What you will do:
Reproduce exactly the line with "pack with a single point per instance." and the lines after it. Stop at the last line of the data and include nothing else.

Records to use:
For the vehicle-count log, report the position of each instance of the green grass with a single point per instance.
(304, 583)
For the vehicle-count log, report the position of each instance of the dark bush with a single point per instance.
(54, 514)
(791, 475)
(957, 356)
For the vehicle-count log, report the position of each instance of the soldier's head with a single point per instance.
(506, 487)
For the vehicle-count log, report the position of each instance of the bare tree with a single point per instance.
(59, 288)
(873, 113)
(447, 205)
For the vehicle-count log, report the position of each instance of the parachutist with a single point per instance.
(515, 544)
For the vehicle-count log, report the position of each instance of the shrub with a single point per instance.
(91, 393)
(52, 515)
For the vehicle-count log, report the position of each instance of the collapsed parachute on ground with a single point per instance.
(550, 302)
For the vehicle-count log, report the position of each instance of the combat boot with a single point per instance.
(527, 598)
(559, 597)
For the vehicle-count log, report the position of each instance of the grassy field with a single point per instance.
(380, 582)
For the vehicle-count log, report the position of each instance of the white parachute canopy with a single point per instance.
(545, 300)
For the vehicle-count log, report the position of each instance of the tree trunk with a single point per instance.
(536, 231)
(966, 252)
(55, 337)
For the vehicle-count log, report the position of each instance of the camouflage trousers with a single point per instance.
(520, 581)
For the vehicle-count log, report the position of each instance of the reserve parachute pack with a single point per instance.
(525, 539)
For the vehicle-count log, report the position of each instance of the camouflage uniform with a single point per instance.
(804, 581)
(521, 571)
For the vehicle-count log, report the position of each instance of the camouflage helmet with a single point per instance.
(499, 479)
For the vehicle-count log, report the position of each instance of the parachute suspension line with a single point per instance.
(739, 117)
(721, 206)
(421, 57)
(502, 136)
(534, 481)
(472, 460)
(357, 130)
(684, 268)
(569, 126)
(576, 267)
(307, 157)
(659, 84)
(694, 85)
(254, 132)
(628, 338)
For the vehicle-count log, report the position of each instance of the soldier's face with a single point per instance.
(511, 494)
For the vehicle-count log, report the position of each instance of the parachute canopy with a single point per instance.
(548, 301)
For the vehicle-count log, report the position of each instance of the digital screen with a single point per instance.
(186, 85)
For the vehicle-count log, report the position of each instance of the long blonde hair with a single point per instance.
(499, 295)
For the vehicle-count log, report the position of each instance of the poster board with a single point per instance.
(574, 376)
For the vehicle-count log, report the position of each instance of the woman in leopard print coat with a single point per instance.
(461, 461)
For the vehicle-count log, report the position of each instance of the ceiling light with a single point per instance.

Task answer:
For the vehicle-count log, report the position of each instance of the reserve parachute pack with a single point per instance.
(525, 539)
For the vehicle-count log, report the position of each instance of the camouflage uniform with a single point per instance.
(804, 581)
(521, 571)
For the vehicle-count log, report the position of each instance of the camouflage helmet with a single point per instance.
(499, 479)
For the vehicle-count log, report the position of each instance of the parachute suspension line with a single point per instance.
(739, 117)
(721, 206)
(421, 57)
(502, 136)
(534, 481)
(472, 460)
(357, 130)
(684, 268)
(569, 126)
(576, 267)
(307, 157)
(659, 84)
(694, 85)
(254, 132)
(628, 338)
For the vehicle-count log, report the position of each instance of the soldier's face with a single point per instance.
(511, 494)
For the vehicle-count log, report the position of each instance of the parachute canopy with a single point per instance.
(548, 301)
For the vehicle-count log, report the position of each instance of the digital screen with a single point per instance.
(186, 85)
For the vehicle-count log, report the position of each instance of the long blonde hair with a single point per instance.
(499, 295)
For the vehicle-count log, report the position of each instance of the poster board with a single point per instance.
(574, 376)
For the vehicle-count log, report the position of each instance of the woman in leopard print coat with a single point per instance.
(461, 461)
For the vehicle-count log, report the position of each instance of the ceiling light with a single point per instance.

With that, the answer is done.